>> begin Material for this exercise

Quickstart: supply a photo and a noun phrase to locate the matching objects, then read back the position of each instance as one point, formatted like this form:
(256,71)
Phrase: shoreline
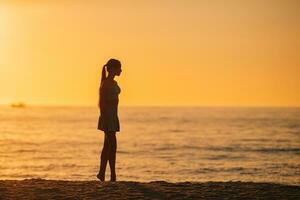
(62,189)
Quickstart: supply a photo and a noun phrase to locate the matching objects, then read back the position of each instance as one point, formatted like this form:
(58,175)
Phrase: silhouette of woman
(108,120)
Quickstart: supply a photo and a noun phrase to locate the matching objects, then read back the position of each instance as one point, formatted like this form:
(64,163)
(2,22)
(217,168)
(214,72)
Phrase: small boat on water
(18,105)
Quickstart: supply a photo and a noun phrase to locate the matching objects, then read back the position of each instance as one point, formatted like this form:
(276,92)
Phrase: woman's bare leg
(104,158)
(112,154)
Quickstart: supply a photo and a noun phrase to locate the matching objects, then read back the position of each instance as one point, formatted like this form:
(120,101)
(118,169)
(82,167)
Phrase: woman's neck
(110,76)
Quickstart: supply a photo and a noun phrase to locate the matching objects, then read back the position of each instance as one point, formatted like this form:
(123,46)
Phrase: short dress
(108,120)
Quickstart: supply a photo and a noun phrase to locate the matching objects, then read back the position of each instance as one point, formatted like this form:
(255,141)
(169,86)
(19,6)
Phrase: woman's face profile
(118,71)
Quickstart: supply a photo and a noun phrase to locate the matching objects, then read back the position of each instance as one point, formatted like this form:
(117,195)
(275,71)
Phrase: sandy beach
(57,189)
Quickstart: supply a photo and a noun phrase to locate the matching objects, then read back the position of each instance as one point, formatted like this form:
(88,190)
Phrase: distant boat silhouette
(18,105)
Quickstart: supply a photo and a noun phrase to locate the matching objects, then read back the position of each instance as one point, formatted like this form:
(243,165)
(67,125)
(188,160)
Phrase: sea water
(155,143)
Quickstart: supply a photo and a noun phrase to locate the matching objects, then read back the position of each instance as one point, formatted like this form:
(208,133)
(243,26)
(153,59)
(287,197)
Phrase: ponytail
(103,77)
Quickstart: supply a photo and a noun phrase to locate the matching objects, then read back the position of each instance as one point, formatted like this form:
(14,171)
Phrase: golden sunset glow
(196,53)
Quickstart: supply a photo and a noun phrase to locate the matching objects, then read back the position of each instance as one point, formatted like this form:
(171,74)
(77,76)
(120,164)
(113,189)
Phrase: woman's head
(113,66)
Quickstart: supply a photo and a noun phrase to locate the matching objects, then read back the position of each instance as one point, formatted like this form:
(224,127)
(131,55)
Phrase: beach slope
(57,189)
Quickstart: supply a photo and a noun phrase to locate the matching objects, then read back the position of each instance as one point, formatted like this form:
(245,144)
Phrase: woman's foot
(113,177)
(101,177)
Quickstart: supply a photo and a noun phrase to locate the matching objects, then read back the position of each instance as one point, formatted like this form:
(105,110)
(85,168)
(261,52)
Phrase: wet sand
(57,189)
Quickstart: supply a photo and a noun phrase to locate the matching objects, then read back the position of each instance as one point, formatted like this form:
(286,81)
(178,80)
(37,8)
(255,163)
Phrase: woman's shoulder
(108,84)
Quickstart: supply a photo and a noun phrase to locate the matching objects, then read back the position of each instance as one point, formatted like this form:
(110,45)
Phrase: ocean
(173,144)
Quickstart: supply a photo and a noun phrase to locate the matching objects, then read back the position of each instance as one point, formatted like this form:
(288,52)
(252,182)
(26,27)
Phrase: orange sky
(174,52)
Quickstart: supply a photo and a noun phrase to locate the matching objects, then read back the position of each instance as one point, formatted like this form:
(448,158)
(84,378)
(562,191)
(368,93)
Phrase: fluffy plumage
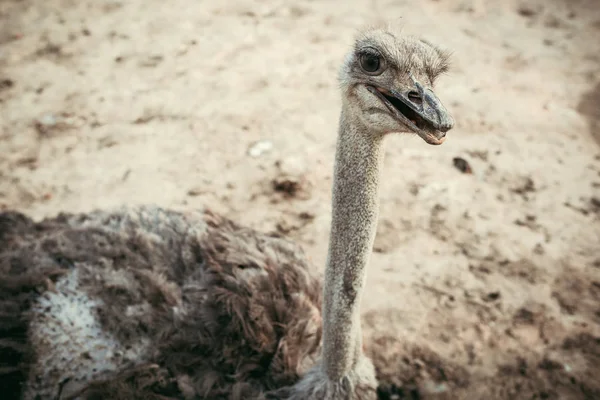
(211,308)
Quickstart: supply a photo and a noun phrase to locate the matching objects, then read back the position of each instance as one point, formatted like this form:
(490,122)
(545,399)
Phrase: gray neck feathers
(359,156)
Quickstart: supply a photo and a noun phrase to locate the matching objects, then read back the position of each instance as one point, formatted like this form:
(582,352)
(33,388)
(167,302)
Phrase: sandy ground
(494,274)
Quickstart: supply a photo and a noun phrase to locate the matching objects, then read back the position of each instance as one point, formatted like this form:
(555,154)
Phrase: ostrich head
(387,82)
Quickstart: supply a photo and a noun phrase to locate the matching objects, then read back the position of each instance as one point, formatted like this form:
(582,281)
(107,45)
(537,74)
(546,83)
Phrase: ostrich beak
(420,110)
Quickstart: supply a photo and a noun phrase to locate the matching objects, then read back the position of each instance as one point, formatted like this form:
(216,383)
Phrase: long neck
(359,157)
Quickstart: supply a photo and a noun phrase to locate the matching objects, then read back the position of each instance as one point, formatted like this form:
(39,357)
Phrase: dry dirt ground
(483,285)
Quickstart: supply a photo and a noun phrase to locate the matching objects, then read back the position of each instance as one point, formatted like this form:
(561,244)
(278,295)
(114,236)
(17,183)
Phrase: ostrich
(149,303)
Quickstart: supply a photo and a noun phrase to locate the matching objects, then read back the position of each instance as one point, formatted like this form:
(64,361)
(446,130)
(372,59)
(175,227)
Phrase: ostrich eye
(371,63)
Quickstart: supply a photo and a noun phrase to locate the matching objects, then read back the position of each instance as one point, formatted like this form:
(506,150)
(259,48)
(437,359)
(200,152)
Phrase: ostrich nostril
(415,97)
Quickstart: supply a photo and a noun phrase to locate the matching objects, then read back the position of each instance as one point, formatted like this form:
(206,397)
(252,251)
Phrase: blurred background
(488,247)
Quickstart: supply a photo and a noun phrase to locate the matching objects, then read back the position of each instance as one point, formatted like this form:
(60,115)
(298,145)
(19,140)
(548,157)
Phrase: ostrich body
(147,303)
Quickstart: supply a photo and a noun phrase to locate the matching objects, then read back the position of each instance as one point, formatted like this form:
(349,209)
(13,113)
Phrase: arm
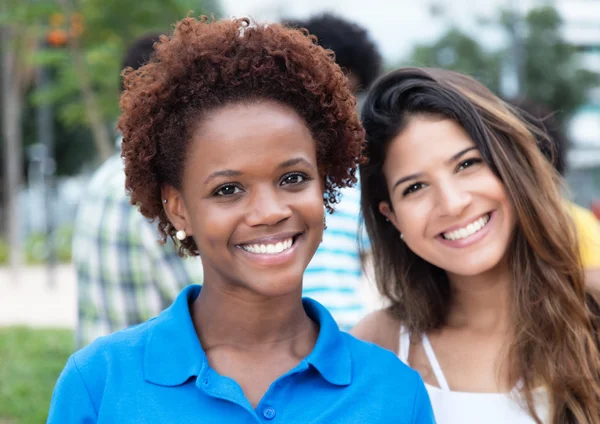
(588,232)
(71,402)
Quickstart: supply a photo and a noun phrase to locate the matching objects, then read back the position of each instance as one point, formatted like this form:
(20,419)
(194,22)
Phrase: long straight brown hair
(555,323)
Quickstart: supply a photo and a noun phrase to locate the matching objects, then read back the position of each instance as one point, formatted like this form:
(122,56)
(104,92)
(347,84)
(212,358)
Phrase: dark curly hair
(354,50)
(139,52)
(207,64)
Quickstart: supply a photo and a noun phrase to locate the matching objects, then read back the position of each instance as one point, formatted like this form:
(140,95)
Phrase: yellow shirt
(588,232)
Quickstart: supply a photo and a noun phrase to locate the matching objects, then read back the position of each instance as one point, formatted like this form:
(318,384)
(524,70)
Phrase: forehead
(249,136)
(426,141)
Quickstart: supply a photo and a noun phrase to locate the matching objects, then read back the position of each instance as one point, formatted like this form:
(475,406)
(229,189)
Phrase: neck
(229,316)
(481,302)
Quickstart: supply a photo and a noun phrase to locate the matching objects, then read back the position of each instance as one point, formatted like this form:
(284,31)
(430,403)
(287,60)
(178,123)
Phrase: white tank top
(473,408)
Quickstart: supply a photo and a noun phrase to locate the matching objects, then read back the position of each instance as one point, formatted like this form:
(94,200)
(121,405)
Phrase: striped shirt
(334,275)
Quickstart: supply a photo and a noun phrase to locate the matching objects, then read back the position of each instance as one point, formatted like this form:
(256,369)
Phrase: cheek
(412,216)
(212,224)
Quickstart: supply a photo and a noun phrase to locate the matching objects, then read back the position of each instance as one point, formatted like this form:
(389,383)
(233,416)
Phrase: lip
(472,239)
(266,259)
(464,223)
(271,239)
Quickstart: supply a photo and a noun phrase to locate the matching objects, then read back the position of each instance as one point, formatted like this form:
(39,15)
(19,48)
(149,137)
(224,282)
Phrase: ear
(175,209)
(387,211)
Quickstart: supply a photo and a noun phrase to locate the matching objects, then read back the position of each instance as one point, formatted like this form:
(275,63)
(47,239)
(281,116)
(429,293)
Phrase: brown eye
(295,178)
(227,190)
(468,163)
(412,188)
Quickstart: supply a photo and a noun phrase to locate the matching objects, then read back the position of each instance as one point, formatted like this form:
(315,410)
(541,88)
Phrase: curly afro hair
(208,64)
(354,50)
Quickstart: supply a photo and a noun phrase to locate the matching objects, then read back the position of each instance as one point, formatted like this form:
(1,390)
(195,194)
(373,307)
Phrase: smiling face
(451,209)
(252,198)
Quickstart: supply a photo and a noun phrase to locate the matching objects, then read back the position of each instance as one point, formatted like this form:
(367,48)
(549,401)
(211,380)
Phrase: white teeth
(269,249)
(469,230)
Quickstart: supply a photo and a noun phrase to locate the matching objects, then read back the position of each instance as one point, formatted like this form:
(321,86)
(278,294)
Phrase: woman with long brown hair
(476,255)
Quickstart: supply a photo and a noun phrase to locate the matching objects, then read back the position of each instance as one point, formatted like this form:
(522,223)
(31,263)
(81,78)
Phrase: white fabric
(452,407)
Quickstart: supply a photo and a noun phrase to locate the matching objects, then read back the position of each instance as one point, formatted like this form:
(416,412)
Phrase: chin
(277,284)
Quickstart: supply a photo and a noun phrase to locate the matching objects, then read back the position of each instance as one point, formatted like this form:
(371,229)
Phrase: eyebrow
(420,174)
(233,173)
(295,161)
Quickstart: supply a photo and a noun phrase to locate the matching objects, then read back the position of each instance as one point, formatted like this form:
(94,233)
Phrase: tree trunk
(102,140)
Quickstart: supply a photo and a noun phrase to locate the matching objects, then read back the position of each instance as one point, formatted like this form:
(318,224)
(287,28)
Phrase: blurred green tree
(549,71)
(81,44)
(457,51)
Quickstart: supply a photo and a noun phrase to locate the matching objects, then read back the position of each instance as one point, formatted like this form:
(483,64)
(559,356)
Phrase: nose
(267,208)
(452,198)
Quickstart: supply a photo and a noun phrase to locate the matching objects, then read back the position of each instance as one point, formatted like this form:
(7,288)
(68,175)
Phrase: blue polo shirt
(157,372)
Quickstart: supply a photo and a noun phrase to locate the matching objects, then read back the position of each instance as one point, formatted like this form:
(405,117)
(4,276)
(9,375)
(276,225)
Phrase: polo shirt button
(269,413)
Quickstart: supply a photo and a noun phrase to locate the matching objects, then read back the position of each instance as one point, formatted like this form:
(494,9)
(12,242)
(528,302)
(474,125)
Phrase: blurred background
(60,63)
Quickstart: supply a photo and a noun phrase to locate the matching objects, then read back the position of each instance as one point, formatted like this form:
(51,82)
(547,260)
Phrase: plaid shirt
(124,275)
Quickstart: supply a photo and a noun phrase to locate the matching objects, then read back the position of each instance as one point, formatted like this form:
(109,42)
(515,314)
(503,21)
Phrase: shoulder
(379,327)
(119,354)
(387,379)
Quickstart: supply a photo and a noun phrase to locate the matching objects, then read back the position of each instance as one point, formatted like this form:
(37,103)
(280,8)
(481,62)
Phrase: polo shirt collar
(331,354)
(173,351)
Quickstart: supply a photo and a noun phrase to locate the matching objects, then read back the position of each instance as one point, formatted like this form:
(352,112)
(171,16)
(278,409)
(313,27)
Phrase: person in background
(473,250)
(124,275)
(236,137)
(555,147)
(335,274)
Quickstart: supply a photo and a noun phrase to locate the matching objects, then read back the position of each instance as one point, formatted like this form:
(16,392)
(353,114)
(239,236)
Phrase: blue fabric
(157,372)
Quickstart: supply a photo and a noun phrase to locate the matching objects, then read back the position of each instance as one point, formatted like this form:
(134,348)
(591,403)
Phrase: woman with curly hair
(236,138)
(476,255)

>> end Material for this exercise

● **Your task**: Pull out every line of the material above that contains the word "ostrich", matching case exactly.

● **Written response**:
Phrase: ostrich head
Phrase: ostrich beak
Phrase: ostrich
Phrase: ostrich eye
Phrase: ostrich nostril
Phrase: ostrich body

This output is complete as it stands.